» **Text provided**
(begin)
Host: Noreena Downs Station
Written by – Jenny Jones, Camp Cook, Noreena Downs Station.
Jenny Jones from Wheaton Aston in Stafford in the West Midlands of the United Kingdom will be telling her Australian station experience today, Jenny worked at Noreena as a station camp cook. So over to Jenny now. – K.P.
As like many British twenty-something-year-old’s I reached that point where my wanderlust could no longer be contained to the constraints of my 9 – 5 office job so I booked a ticket, packed my bag, and headed off to the land down under seeking adventures and new experiences.
I wasn’t one of these new age travellers who wanted to ‘find themselves’ and ‘get lost in the experience’ I was looking for a bloody good time and the opposite to what my life consisted of in England. And boy did I!
After several months of living in Sydney where the sighting of a real Ozzy was few and far between I decided that I wanted to see what it was like on the other side. So packing up and moving on it was. A friend and I hired a van, planned and plotted a rough route, and hit the open road to seek out new adventures on the other side.
(end)
Reproduce the part of the camp cook's story that runs from "Jenny Jones from" to "And boy did I!", word for word. The data has nothing to do with the camp cook's story.

» **Information supplied**
(begin)
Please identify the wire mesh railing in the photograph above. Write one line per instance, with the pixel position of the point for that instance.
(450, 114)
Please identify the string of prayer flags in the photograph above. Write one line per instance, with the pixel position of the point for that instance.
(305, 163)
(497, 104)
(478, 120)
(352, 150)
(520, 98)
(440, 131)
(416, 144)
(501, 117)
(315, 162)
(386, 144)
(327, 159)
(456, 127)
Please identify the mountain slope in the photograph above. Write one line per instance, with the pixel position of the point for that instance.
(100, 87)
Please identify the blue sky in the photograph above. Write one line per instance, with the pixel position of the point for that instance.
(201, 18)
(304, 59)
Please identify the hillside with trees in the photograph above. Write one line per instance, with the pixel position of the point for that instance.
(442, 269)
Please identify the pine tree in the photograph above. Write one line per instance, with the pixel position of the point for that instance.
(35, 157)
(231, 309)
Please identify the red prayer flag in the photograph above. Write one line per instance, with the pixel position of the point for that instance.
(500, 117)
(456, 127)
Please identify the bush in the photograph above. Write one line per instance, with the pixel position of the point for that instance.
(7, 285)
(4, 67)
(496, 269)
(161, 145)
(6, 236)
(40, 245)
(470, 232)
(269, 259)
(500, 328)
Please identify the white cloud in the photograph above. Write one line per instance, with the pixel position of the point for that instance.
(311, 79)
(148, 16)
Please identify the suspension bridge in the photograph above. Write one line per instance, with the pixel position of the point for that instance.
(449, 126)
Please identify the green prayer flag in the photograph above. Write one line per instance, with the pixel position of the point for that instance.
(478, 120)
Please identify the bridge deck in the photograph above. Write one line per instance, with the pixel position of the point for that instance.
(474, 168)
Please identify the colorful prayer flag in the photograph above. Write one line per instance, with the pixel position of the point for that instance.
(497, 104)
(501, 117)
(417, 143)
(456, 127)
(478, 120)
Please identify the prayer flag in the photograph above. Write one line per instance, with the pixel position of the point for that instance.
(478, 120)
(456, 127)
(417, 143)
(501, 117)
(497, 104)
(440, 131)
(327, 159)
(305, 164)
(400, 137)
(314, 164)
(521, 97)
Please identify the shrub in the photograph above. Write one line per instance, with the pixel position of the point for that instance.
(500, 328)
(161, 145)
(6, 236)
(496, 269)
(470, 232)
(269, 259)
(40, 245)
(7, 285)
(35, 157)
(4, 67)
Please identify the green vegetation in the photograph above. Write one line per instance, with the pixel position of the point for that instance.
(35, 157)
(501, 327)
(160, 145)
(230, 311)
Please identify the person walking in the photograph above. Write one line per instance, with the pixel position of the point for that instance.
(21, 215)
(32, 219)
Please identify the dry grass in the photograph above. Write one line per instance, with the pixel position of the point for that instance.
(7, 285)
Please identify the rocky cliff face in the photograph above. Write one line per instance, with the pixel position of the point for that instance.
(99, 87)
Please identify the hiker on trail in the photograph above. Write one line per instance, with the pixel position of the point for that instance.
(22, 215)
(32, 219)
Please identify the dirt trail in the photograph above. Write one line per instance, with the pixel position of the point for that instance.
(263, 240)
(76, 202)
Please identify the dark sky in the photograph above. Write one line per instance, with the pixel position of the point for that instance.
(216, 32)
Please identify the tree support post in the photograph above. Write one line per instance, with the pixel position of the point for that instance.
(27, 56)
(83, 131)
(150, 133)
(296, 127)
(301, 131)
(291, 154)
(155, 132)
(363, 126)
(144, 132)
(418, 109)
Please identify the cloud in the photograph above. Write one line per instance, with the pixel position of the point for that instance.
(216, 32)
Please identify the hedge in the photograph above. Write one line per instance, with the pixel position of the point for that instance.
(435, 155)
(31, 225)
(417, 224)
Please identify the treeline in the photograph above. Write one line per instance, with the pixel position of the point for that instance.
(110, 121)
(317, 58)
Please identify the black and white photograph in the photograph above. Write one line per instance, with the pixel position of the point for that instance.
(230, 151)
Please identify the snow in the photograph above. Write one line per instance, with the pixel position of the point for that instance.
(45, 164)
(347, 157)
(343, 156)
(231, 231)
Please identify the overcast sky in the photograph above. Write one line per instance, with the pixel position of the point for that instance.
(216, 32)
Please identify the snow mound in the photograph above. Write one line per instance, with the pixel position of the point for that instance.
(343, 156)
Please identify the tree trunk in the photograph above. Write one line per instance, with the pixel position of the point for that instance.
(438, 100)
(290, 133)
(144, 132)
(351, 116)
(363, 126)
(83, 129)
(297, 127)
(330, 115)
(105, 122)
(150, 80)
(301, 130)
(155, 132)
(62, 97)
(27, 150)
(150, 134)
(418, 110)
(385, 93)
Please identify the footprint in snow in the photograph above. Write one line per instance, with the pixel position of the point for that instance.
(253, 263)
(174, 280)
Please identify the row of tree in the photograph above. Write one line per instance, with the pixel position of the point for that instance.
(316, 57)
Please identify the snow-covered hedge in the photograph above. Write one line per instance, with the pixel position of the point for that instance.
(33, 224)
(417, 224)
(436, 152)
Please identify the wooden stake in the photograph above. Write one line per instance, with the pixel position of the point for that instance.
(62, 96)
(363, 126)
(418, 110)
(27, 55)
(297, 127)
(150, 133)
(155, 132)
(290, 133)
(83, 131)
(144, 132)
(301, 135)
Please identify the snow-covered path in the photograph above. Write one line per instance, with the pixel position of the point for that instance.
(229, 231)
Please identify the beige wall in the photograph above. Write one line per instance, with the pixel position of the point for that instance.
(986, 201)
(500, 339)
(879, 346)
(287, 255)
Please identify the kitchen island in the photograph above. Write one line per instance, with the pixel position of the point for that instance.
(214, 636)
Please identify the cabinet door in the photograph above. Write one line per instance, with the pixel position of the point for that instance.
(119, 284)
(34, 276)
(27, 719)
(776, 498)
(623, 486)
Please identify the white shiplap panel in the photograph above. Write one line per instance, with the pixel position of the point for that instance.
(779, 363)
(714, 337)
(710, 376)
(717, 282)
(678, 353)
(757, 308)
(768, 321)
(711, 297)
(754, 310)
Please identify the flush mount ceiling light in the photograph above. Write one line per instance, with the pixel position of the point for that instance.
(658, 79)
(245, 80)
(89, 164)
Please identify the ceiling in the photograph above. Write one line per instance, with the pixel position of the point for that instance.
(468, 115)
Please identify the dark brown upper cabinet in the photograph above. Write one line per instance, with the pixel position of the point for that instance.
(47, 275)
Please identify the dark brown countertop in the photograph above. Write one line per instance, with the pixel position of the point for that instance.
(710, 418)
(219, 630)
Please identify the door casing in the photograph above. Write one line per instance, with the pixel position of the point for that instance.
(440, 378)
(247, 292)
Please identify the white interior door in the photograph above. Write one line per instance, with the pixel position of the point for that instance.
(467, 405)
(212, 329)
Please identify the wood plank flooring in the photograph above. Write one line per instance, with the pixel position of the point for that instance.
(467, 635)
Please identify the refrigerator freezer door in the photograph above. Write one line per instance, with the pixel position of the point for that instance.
(end)
» **Problem solution**
Jenny Jones from Wheaton Aston in Stafford in the West Midlands of the United Kingdom will be telling her Australian station experience today, Jenny worked at Noreena as a station camp cook. So over to Jenny now. – K.P.
As like many British twenty-something-year-old’s I reached that point where my wanderlust could no longer be contained to the constraints of my 9 – 5 office job so I booked a ticket, packed my bag, and headed off to the land down under seeking adventures and new experiences.
I wasn’t one of these new age travellers who wanted to ‘find themselves’ and ‘get lost in the experience’ I was looking for a bloody good time and the opposite to what my life consisted of in England. And boy did I!